## SEZIONE DEL DOCUMENTO
* * * * * * *

Sull’inquieto della modernità si scava tra i testi di Foscolo ed emerge un
Foscolo nostro contemporaneo, anticipatore della tragedia ‘nicciana’.
Un
Ulisse in costante fuga e non in viaggio. Una fuga esistenziale, metafisica e
geografica. Ugo Foscolo è, infatti, un
eretico rivoluzionario. Il dolore dell’inquietudine non è solo tra le sue
pagine. È soprattutto nel sua vita di
costante Ulisse in fuga che intreccia il senso e della tragedia e la tragedia
della storia. La storia è nella lingua dei popoli.

* * * * * * *

## ESERCIZI DA SVOLGERE
A – Trascrivi dal brano su Foscolo tutto il passo che va da "Sull’inquieto della modernità" giù fino a "lingua dei popoli.".
B – Nel brano su Foscolo, come viene definito Ugo Foscolo?
C – Prosegui il brano su Foscolo a partire dalla sua ultima frase.

## INFORMAZIONI ESTRATTE
* * * * * * *

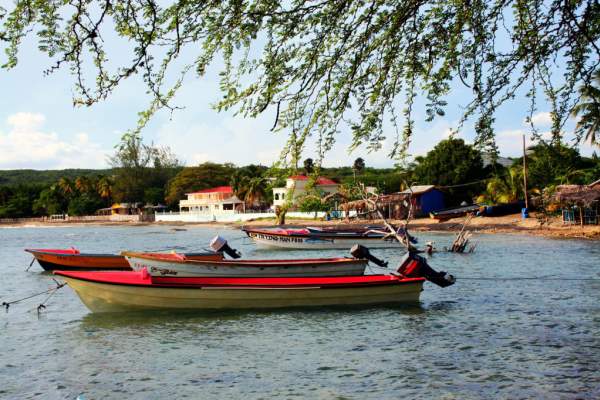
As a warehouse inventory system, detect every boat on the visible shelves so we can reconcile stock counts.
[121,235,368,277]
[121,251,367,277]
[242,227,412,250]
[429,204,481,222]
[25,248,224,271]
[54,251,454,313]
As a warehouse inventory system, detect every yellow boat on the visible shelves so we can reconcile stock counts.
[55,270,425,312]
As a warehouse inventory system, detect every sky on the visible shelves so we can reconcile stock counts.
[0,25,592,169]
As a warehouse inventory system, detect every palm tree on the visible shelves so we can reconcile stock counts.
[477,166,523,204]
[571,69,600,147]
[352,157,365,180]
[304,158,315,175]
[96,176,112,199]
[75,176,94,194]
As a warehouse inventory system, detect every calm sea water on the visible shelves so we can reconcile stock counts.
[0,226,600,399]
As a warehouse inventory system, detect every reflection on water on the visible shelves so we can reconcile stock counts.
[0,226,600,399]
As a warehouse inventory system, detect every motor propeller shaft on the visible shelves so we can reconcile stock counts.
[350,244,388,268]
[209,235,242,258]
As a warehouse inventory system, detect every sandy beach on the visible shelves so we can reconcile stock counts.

* * * * * * *

## RISPOSTE FORNITE
A –
Sull’inquieto della modernità si scava tra i testi di Foscolo ed emerge un
Foscolo nostro contemporaneo, anticipatore della tragedia ‘nicciana’.
Un
Ulisse in costante fuga e non in viaggio. Una fuga esistenziale, metafisica e
geografica. Ugo Foscolo è, infatti, un
eretico rivoluzionario. Il dolore dell’inquietudine non è solo tra le sue
pagine. È soprattutto nel sua vita di
costante Ulisse in fuga che intreccia il senso e della tragedia e la tragedia
della storia. La storia è nella lingua dei popoli.

B – Un eretico rivoluzionario.

C –
Foscolo,
come ebbe a dire De Sanctis, annuncia Leopardi. Lo dichiara sia sul piano delle
realtà semantiche sia su un versante di una lingua considerata come vera
metafisica di un vocabolario in il concetto di parola scava nel dimensione dei
linguaggi:
“Nel
dare principio alla serie de' discorsi intorno alla storia letteraria ed a'
poeti d'Italia, giudico cosa necessaria, quantunque forse non dilettevole, di
premettere l'opinione mia su l'origine della poesia fra gli uomini. Tutti i
ragionamenti su la poesia in generale, e quindi tutti i giudizi intorno alle
qualità ed ai gradi di merito di ogni poeta di tutte le età, e gl'infiniti
canoni e teorie degli antichi retori e de' moderni metafisici si sono sempre
fondate su l'osservazione, «che l'uomo è animale essenzialmente imitatore, e
l'origine della poesia manifestamente ed unicamente ritrovasi nella naturale
tendenza che l'uomo ha di riprodurre ogni cosa per mezzo d'imitazioni.» Da
questa osservazione, che realmente trovasi in Aristotele, sgorgò la conseguenza
che gli fu attribuita, e commentata in mille volumi, «che la poesia non è che
imitazione della natura, e che i poeti eccellenti sono soltanto quelli da'
quali la natura è fedelmente imitata”.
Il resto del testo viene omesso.